→ WRITTEN EXERCISE A
In the rows starting at the line that contains "TARGET: small pink gift box" and ending with the last of the rows, swap "purple bow" for "violet bow" and reproduce those lines with everything else left unchanged.

→ PASSAGE
To develop an understanding of the mechanics in a layer like this, it’s
helpful to temporarily unsee some of the minutia that can act as a fog
obscuring the essence of the operation. In this instance, if we
temporarily strip out the transpose()s and reshape()s (as clever and
vital as they are), this is what’s left:

call <- function(x) {
  # split input into three learned linear projections
  q <- x |> self$wq()
  k <- x |> self$wk()
  v <- x |> self$wv()

  # rotate q,k to inject position information.
  # cross q,k to calculate an attention score for each token pair.
  scores <- rotate(q) %*% rotate(k)   |>  normalize_scores()

  # adjust the 3rd projection with the attention scores
  output <- scores %*% v

  self$wo(output) # one more learned linear projection for good luck
}

Returning to the transpose()s and reshapes(), you can observe that
their purpose is to make it so that the attention calculations are
performed across n_heads independent subspaces, rather than in a
single larger space. The same reasoning drives this decision as that
driving usage of depthwise-separable convolutions in image models.
Empirically, for the fixed compute budget, factoring features into
independent subspaces performs better than doing the same core
operations in single larger feature space. As with all things, there is
a balance to strike between n_heads (the number of subspaces) and
head_dim (the size of each subspace). The LLaMA authors have struck
the balance like this at the various model sizes:

lapply(c("7B", "13B", "30B", "65B"), \(size) {
  p <- read_json(weights_path("{size}/params.json"))
  with(p, list(llama_size = size,
               n_heads = n_heads,
               head_dim = dim %/% n_heads))
}) |> dplyr::bind_rows()
# A tibble: 4 × 3
  llama_size n_heads head_dim
  <chr>        <int>    <int>
1 7B              32      128
2 13B             40      128
3 30B             52      128
4 65B             64      128

Next lets turn our attention to the causal attention mask.

make_mask <- function(seqlen, dtype = k_floatx()) {
  x <- tf$range(seqlen)
  mask <- tf$where(x[, tf$newaxis] < x[tf$newaxis, ],
                   tf$constant(-Inf, dtype = dtype),
                   tf$constant(0, dtype = dtype))

  # broadcast over batch and heads dim
  mask[tf$newaxis, tf$newaxis, , ] # (1, 1, seqlen, seqlen)
}

The mask is a strictly upper triangular matrix filled with -Inf
values. Adding the mask to the attention scores prevents the model from
being able to “look ahead” and see the attention score for a token
pairing it hasn’t seen yet at a particular position in the sequence.

→ ENTRIES SHOWN

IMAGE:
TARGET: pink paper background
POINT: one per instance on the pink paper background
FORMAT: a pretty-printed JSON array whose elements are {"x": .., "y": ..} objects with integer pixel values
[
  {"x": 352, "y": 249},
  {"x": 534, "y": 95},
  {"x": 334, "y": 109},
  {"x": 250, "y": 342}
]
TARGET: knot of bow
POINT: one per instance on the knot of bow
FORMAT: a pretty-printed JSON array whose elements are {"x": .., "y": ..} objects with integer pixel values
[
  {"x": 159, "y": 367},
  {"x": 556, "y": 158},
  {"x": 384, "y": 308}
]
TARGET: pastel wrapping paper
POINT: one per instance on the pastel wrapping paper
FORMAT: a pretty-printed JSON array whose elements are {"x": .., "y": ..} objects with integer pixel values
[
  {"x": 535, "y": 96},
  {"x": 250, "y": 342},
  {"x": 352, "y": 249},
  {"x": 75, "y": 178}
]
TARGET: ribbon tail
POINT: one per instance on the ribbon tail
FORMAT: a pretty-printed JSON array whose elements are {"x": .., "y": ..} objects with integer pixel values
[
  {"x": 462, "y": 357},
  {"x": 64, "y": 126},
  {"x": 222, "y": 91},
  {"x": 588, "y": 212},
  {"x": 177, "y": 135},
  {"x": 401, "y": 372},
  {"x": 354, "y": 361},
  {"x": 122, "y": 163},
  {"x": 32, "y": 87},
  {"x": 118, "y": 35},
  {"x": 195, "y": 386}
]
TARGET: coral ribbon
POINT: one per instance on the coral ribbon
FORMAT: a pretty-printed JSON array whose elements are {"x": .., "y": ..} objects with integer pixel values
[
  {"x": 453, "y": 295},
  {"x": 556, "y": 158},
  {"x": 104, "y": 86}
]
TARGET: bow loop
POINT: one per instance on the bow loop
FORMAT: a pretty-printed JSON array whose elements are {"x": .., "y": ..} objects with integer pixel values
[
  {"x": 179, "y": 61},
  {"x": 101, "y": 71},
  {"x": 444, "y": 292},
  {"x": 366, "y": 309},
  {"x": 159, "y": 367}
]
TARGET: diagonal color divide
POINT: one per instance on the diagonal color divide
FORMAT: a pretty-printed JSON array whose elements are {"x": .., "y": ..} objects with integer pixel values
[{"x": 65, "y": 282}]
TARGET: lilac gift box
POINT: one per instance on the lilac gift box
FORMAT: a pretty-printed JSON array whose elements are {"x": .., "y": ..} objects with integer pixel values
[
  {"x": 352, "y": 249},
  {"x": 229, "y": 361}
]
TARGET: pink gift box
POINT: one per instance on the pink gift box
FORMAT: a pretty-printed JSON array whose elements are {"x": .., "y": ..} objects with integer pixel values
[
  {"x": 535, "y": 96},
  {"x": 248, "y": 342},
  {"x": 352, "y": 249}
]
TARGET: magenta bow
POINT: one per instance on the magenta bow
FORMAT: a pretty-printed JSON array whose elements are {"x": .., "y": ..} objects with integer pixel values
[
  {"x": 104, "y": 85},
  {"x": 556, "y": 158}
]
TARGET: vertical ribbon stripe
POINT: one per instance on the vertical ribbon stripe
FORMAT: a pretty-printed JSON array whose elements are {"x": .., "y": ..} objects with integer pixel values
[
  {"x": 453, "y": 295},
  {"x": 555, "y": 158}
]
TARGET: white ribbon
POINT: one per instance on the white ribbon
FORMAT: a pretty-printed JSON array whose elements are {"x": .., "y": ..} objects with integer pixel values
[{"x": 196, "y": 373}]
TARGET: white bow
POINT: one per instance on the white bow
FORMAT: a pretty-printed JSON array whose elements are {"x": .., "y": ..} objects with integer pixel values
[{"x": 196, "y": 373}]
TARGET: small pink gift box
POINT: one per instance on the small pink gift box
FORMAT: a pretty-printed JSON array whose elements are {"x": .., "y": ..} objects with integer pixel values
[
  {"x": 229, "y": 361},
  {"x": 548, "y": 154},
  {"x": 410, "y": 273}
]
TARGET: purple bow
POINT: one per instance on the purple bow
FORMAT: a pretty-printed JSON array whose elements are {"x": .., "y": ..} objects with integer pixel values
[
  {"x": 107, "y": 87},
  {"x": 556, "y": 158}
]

→ WRITTEN EXERCISE B
From the passage on the attention layer, copy the text starting at "call <- function(x)" and ending at "each token pair." without changing a word.

→ CORRECT ANSWER A
TARGET: small pink gift box
POINT: one per instance on the small pink gift box
FORMAT: a pretty-printed JSON array whose elements are {"x": .., "y": ..} objects with integer pixel values
[
  {"x": 229, "y": 361},
  {"x": 548, "y": 154},
  {"x": 410, "y": 273}
]
TARGET: violet bow
POINT: one per instance on the violet bow
FORMAT: a pretty-printed JSON array whose elements are {"x": .., "y": ..} objects with integer pixel values
[
  {"x": 107, "y": 87},
  {"x": 556, "y": 158}
]

→ CORRECT ANSWER B
call <- function(x) {
  # split input into three learned linear projections
  q <- x |> self$wq()
  k <- x |> self$wk()
  v <- x |> self$wv()

  # rotate q,k to inject position information.
  # cross q,k to calculate an attention score for each token pair.